▶ Exercise text
►
In June, all over the world, the LGBT+ community celebrates Pride Month. To celebrate Pride Month, Createch wants to do more than just put a rainbow banner on our site. We want to showcase our LGBT+ members.
Discover also the article of our President.
Barbara Poletti, Practice Leader – SAP
I don't particularly celebrate Pride Month. I am aware of the many years of struggle that were necessary to reach the level of tolerance and acceptance we are able to see today in our Western societies. I am grateful to those who have paved the way. I would not consider myself an activist, I rather chose to live openly and to assert a certain right to indifference. Putting a familiar face on an unknown reality is often a first step towards the acceptance of differences.
There are surely still people who are embarrassed to reveal their sexual orientation in the workplace or think that it can be a hindrance to their career. That's why it is important for those who feel comfortable talking about it openly to lead by example and help nurture a welcoming and caring environment. Above all, it must be demonstrated that it is the talent and commitment of each that counts, and that diversity is an asset that can be appreciated on a daily basis by working together.
I have never felt out of place or judged by my colleagues at Createch, nor by my clients. Overall, I find that we have succeeded in building a very inclusive environment, where diversity has become the norm. I'm not only talking about the LGBTQ+ community, but also about the presence of visible minorities, multiculturalism and gender parity, which are very much alive in our company.
Sylvia Bologna, Chief Delivery Officer
Through my leadership, I have always made a point to foster an environment of diversity and equal opportunity. Our employees have been and will always be welcomed based on their competences rather than sex, ethnicity, religion or sexual orientation. Guided by these values, openness to differences and diversity are at the core of the company’s DNA. As a result, we benefit from a rich influx of different cultures all working as one for the success of our customers.
As a parent of two teenagers with my partner, I strive to embody the best role model I can be and help others feel more confident about themselves. I hope to be an inspiration to everyone to achieve success by embracing their differences and turning them into their strengths.
Christiane Laramée, Leader – Microsoft/Oracle
When I was asked if I was ready to step up and be part of the Createch messages for Pride Month, I addressed it with my spouse of the past 25 years. We first considered that we had nothing to advocate for as we have been in a civil union for 20 years (the 84th in Quebec), that everything was going well for us, even if these rights had not been recognized during our stay in Ontario. Immediately after, the thought occurred to us that if we were able to unite officially, it was because there were others before us who had claimed this right.
What I would like to stand up for now is to ensure that collectively, we NEVER move backwards. In this fragile and constantly changing society, let's keep an eye open for any shift that would go in this direction.
◄
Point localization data
►
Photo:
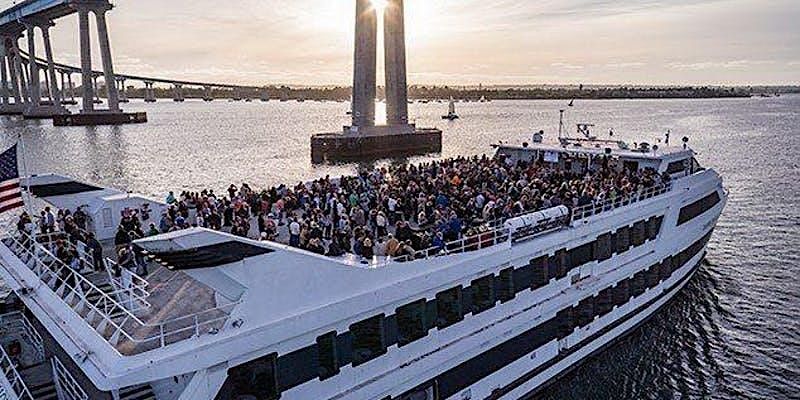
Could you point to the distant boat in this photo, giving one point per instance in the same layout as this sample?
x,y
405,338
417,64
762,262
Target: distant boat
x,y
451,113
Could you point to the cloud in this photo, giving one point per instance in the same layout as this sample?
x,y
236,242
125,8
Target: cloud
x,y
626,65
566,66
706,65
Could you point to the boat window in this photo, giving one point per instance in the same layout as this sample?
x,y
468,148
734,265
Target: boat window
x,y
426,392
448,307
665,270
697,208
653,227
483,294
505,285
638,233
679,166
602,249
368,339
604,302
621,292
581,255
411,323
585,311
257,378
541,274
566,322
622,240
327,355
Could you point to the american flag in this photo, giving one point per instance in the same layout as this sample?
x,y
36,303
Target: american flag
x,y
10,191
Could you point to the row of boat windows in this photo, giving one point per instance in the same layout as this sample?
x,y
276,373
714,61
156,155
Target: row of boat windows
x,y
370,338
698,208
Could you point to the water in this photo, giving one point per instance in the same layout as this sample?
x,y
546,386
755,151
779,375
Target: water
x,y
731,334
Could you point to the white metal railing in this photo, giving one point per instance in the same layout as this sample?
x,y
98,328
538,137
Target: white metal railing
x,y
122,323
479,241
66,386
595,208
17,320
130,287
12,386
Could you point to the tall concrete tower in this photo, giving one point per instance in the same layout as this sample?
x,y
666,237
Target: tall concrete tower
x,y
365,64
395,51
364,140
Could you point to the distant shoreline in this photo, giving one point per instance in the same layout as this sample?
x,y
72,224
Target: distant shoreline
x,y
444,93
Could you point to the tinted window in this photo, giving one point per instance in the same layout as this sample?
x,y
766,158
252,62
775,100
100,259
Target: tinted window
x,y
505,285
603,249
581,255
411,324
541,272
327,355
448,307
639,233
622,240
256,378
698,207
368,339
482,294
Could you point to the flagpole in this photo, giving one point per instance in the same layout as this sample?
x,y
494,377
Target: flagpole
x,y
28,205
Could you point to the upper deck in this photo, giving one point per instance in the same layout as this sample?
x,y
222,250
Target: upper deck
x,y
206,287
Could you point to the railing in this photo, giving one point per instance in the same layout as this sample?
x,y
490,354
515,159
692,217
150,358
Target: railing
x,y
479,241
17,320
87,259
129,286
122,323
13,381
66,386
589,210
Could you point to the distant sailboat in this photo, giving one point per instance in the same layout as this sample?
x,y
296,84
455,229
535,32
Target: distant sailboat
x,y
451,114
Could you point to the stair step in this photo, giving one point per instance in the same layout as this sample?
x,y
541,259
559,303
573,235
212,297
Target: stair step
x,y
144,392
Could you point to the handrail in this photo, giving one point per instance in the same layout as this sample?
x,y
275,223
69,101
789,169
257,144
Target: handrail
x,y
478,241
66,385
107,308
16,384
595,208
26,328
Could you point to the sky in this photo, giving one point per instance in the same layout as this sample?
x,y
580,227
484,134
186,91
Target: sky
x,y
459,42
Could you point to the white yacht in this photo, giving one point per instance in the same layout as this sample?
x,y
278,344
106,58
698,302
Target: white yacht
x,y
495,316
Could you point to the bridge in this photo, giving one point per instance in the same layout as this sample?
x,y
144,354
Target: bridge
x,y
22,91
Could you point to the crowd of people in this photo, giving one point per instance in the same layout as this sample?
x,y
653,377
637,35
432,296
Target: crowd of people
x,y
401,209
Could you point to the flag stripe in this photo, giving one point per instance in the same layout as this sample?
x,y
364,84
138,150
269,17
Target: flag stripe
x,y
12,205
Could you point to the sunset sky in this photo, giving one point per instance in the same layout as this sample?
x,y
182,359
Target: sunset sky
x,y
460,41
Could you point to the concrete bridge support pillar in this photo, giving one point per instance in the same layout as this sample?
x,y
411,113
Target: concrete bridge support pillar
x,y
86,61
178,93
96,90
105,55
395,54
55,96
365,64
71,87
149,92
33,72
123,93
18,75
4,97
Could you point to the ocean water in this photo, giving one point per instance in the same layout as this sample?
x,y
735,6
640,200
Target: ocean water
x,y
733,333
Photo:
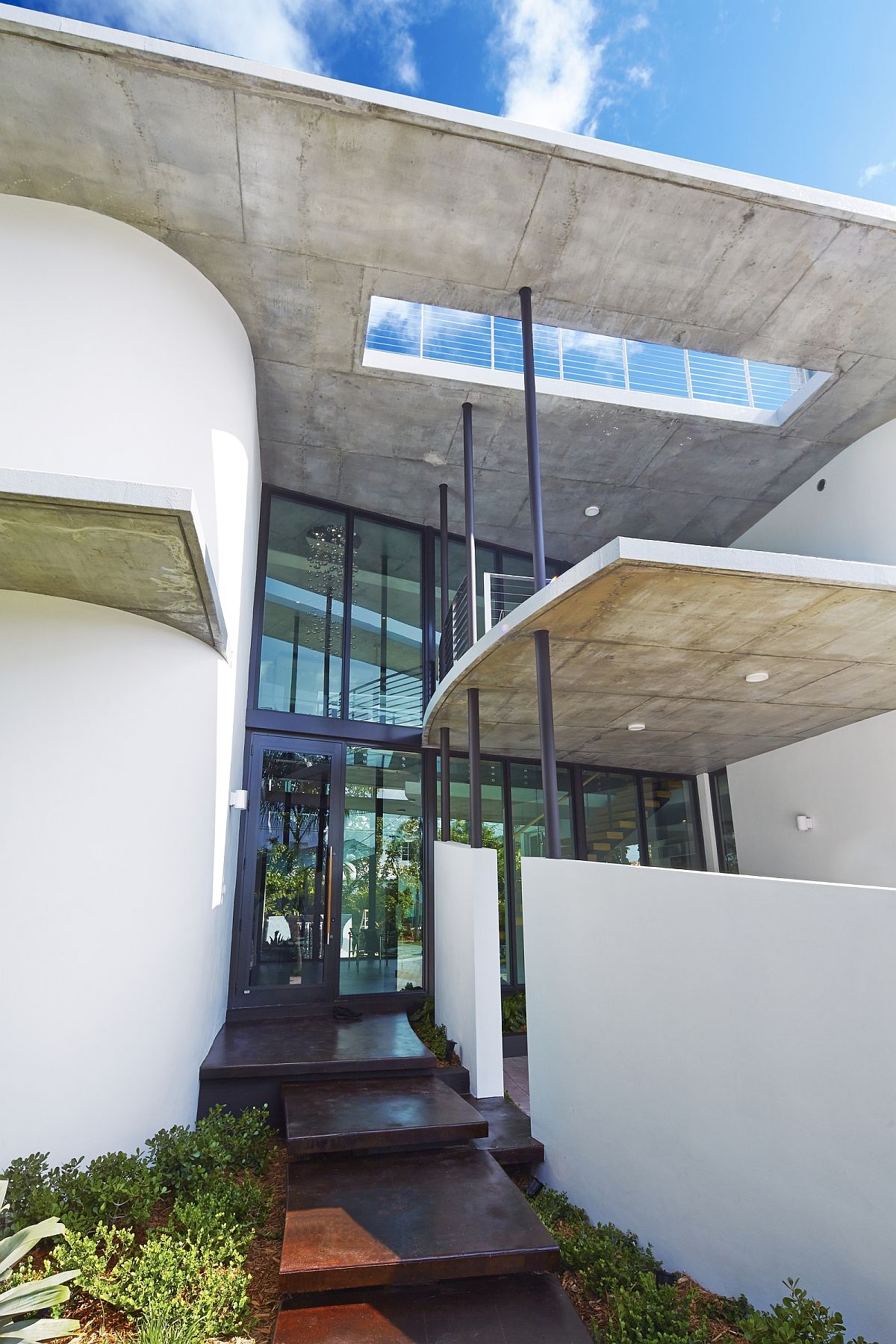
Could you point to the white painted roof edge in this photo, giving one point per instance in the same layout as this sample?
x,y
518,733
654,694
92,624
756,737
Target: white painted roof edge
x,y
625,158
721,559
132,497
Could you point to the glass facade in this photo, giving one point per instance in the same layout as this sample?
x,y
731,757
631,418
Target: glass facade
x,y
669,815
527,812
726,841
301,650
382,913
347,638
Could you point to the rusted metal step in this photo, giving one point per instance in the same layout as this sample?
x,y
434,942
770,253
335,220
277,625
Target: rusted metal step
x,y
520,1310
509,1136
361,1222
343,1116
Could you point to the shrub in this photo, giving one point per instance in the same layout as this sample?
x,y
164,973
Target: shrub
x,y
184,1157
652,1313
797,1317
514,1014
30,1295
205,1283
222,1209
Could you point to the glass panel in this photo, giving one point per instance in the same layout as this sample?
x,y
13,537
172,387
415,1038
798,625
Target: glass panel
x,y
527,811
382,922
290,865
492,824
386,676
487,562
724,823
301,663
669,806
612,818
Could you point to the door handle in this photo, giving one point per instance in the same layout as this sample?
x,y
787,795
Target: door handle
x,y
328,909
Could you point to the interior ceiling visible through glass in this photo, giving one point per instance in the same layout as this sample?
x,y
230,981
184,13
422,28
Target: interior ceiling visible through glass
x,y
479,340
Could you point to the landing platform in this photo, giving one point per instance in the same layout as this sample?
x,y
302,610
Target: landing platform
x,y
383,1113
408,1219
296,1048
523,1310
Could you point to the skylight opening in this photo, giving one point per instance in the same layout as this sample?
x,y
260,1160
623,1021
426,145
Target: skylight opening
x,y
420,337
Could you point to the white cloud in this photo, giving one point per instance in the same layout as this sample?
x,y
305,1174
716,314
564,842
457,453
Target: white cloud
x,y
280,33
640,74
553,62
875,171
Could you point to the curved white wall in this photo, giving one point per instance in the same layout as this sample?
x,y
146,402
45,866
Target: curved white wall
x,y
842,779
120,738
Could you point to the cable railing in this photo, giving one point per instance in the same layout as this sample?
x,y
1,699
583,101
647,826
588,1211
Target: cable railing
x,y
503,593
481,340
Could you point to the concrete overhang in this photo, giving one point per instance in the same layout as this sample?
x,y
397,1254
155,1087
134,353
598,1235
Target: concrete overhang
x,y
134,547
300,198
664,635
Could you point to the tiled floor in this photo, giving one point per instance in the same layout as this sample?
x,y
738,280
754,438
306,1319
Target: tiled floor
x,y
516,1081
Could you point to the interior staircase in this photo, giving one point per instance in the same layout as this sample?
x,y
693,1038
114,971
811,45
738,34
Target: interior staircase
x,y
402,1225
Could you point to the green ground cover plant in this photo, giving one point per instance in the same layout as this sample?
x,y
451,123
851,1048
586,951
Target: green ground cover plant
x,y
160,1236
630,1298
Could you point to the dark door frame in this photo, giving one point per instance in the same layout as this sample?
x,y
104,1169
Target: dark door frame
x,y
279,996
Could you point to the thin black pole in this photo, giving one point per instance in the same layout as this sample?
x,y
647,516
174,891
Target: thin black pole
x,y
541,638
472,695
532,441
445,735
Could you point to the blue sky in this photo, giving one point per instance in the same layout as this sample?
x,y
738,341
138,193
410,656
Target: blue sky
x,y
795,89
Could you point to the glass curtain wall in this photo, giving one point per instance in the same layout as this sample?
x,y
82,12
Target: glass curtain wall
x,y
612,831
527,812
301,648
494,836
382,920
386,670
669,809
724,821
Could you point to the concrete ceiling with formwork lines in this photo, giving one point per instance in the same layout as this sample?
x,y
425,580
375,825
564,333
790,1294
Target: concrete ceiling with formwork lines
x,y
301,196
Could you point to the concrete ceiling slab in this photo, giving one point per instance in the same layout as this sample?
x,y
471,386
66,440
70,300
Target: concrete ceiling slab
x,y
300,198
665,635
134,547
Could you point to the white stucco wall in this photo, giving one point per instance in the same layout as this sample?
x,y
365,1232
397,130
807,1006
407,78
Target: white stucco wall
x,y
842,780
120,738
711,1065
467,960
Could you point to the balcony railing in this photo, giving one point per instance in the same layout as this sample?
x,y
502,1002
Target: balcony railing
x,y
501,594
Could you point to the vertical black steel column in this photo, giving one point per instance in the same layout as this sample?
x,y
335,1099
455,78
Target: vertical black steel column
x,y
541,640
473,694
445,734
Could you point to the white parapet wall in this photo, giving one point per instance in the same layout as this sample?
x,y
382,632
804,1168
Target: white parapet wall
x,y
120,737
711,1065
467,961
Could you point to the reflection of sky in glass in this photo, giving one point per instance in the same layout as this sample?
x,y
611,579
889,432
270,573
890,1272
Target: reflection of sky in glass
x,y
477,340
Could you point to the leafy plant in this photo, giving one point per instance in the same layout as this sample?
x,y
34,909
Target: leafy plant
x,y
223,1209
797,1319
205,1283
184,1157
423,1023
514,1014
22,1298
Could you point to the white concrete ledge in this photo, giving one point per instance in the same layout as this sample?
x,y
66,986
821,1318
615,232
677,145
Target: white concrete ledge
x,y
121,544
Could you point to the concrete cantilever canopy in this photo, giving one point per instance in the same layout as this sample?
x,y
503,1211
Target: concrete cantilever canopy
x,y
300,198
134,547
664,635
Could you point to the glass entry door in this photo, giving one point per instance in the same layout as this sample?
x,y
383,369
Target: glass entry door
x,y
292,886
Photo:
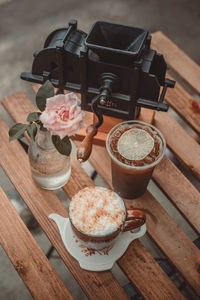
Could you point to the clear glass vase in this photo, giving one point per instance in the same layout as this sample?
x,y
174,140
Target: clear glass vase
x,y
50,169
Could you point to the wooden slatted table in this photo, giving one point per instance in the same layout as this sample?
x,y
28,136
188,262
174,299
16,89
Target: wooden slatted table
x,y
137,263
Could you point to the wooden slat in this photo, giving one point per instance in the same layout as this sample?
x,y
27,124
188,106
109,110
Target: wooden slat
◄
▶ Task 1
For each statement, answer yes or no according to the Pride Month text, and quote the words that decide it. (a) Barbara Poletti considers herself an activist. (b) Christiane Laramée's civil union was the 84th in Quebec. (c) Sylvia Bologna is the parent of two teenagers.
▶ Task 2
Turn the paragraph of the Pride Month text that begins "When I was asked if I was ready to step up" into a short list that keeps its main facts.
▶ Task 3
Copy out the Pride Month text word for word, everything from "Christiane Laramée, Leader" down to "claimed this right.".

▶ Exercise solution 1
(a) No: "I would not consider myself an activist"
(b) Yes: "we have been in a civil union for 20 years (the 84th in Quebec)"
(c) Yes: "As a parent of two teenagers with my partner"

▶ Exercise solution 2
- Christiane Laramée discussed being part of the Createch messages for Pride Month with her spouse of 25 years.
- At first they felt they had nothing to advocate for: they had been in a civil union for 20 years (the 84th in Quebec), and everything was going well for them.
- Those rights had not been recognized while they lived in Ontario.
- They then realized that they could unite officially only because others before them had claimed that right.

▶ Exercise solution 3
Christiane Laramée, Leader – Microsoft/Oracle
When I was asked if I was ready to step up and be part of the Createch messages for Pride Month, I addressed it with my spouse of the past 25 years. We first considered that we had nothing to advocate for as we have been in a civil union for 20 years (the 84th in Quebec), that everything was going well for us, even if these rights had not been recognized during our stay in Ontario. Immediately after, the thought occurred to us that if we were able to unite officially, it was because there were others before us who had claimed this right.